**What you should do**
Please reproduce the lines below word for word, leaving every character unchanged.

**Material provided**

%%

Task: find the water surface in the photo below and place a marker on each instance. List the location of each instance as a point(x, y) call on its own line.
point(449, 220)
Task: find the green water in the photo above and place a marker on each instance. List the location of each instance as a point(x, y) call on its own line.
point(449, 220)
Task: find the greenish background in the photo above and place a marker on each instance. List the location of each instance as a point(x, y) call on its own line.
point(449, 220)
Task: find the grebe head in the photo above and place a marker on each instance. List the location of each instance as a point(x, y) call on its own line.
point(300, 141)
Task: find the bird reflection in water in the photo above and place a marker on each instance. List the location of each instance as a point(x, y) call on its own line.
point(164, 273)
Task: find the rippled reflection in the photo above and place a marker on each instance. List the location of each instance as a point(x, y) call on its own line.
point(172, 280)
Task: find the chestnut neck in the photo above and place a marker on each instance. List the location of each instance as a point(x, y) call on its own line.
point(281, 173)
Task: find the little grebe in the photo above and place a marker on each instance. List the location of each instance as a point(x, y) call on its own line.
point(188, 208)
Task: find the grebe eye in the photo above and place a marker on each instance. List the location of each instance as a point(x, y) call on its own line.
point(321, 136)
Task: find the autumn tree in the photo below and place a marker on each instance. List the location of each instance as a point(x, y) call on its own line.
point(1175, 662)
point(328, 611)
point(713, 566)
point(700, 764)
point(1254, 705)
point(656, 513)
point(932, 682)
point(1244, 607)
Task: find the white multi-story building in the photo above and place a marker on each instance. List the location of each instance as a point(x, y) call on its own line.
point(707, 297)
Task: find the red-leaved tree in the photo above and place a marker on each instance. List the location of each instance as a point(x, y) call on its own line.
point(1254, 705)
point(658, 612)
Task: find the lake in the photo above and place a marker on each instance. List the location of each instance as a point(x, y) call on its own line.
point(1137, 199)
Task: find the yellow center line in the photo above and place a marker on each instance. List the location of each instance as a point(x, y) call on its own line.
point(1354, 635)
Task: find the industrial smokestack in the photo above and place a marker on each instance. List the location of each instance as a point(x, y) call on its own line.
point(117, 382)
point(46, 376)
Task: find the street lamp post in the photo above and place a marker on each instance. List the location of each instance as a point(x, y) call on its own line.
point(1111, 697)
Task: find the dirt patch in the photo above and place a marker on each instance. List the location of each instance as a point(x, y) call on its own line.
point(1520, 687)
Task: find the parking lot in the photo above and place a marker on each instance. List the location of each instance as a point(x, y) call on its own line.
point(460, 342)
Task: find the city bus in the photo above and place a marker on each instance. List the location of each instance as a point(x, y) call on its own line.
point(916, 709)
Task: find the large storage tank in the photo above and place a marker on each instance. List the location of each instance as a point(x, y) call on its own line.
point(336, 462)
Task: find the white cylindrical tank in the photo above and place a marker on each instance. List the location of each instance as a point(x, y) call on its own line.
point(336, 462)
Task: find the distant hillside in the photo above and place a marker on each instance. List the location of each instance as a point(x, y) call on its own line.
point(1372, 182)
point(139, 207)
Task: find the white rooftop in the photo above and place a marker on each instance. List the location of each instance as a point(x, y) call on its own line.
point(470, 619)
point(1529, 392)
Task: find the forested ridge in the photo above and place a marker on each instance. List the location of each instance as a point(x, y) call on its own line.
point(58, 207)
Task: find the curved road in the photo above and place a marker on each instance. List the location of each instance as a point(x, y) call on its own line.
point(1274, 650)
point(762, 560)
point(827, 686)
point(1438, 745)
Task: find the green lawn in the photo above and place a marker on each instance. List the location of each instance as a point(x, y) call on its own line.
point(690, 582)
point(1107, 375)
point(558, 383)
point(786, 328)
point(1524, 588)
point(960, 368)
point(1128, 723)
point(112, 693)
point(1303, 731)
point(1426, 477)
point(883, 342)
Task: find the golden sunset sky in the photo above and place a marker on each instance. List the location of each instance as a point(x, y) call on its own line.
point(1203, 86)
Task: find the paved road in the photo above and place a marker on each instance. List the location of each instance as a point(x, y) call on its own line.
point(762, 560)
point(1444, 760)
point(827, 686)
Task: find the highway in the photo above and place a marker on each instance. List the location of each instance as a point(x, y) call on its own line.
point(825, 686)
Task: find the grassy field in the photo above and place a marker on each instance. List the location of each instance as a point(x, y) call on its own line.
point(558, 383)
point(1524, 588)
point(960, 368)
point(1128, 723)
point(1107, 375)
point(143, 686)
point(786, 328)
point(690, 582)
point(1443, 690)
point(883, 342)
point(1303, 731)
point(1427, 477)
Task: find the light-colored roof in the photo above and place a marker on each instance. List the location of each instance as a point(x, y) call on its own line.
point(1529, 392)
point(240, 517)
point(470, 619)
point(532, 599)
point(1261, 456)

%%

**Complete output**
Task: find the water surface in the photo below and place a marker on each instance. List the location of each instance as a point(x, y) call on its own line.
point(449, 220)
Task: find the green water in the photo above and place a marker on each instance. List the location of each instance as a point(x, y) call on its own line.
point(449, 220)
Task: find the greenish background in the photo above and place a marker on each instance. List the location of each instance as a point(x, y) call on its own line.
point(449, 220)
Task: find the grebe head in the photo above and place a marker on each instance. List the location of each instance as a point(x, y) call on its own line.
point(300, 141)
Task: find the bird reflection in water in the photo above and place a marker on each instance. List the location of each instance as a point(x, y) call on its own line.
point(164, 273)
Task: find the rippled reflection in the photo above and place a marker on each instance. List the location of each instance as a point(x, y) call on its own line.
point(172, 280)
Task: find the chestnut neck in the photo above and place a marker on each instance. List the location of each instance as a point(x, y) call on its own line.
point(281, 173)
Task: find the little grebe in the photo above and place a marker on each instance. List the location of each instance as a point(x, y) call on its own line.
point(188, 208)
Task: find the grebe eye in the photo above and place a marker on each instance. List the location of each instance as a point(x, y) call on its own line.
point(321, 136)
Task: find the autumn tree in the photo below and place a marker on each instance. List the location of each instance as a point(x, y) call on its own line.
point(1175, 662)
point(328, 611)
point(713, 566)
point(700, 764)
point(1254, 705)
point(656, 513)
point(932, 682)
point(1244, 607)
Task: find the white multi-story building in the photo above and place a marker on each instance. List the location of each instance as a point(x, y) call on its own line.
point(707, 297)
Task: find the red-leaved tree in the photo above and place a marker on each instance. List the location of each instance as a point(x, y) call on its own line.
point(1254, 705)
point(658, 612)
Task: find the lake in the photo above and place a marker on each instance. List the location of each instance as a point(x, y) call on its own line.
point(1137, 199)
Task: find the yellow center line in the photo above and place a marker on each instance. List the location of each instance as a point(x, y) call on its own line.
point(1354, 635)
Task: find the industrial smokestack in the photo above and place a marker on each instance. List the location of each instance as a point(x, y) call on its own line.
point(117, 382)
point(46, 376)
Task: find the street lamp post in the photo above and place a marker on each instance. List the location of each instance as a point(x, y) call on its own line.
point(1111, 697)
Task: find the dirt patch in the photo above and place a marker on each instance. List the location of each instance as a point(x, y) call on its own line.
point(1520, 687)
Task: find the parking lot in the photo above and place a marker on each instance. List the location of each instance as a point(x, y) call on its own line.
point(460, 342)
Task: find the city bus in the photo above and place a marker on each instance. List the location of each instance as a point(x, y) call on its own line.
point(916, 709)
Task: find the large storage tank in the photo above and place a marker on each instance. List the location of each instance as a point(x, y) call on its own line.
point(336, 462)
Task: find the white cylindrical tank in the photo above and place a marker on each instance. List the location of each instance as a point(x, y) call on its own line.
point(336, 462)
Task: find the distant hillside in the photo above and place a marker on each instance. List the location of each instance as a point(x, y) call on its own line.
point(1372, 182)
point(139, 207)
Task: find the white rooftop in the photo above and place a marker on each instance. List the location of each instance as a point(x, y) call on its own line.
point(470, 619)
point(1529, 392)
Task: find the forested ridge in the photo above and place a marker on each instance. List the location of each instance as a point(x, y) call on its own line.
point(58, 207)
Task: find the curved road in the photo above and place a marker on each instance. List the location of each instance as a point(x, y) call on its own line.
point(1274, 650)
point(762, 560)
point(827, 686)
point(1438, 745)
Task: find the green lawn in the photo above and place a marker on each instance. List the location of each instance as a point(x, y) call on its own line.
point(690, 582)
point(1107, 375)
point(558, 383)
point(786, 328)
point(1524, 588)
point(960, 368)
point(1128, 723)
point(112, 693)
point(1303, 731)
point(1426, 477)
point(883, 342)
Task: find the golden sunset sky in the photo above and place a marker on each instance. List the location of each instance as a point(x, y) call on its own line.
point(1203, 86)
Task: find the paved road in the photo above and place a marker on each instance. List the location of each instance as a point(x, y) call on its own line.
point(762, 560)
point(1444, 760)
point(827, 686)
Task: find the highway in the photo above and place a marker on each instance. List the location of each instance as a point(x, y) call on its own line.
point(825, 686)
Task: find the grassy field in the photo above and place a marker on each instance. List the location of each instance as a point(x, y) call on its own line.
point(558, 383)
point(1524, 588)
point(960, 368)
point(1128, 723)
point(1107, 375)
point(143, 686)
point(786, 328)
point(690, 582)
point(1443, 690)
point(883, 342)
point(1303, 731)
point(1427, 477)
Task: find the light-colored roof in the photo above and place a marker on each instance. List the location of each instance as a point(x, y) call on its own line.
point(1529, 392)
point(240, 517)
point(470, 619)
point(532, 599)
point(1261, 456)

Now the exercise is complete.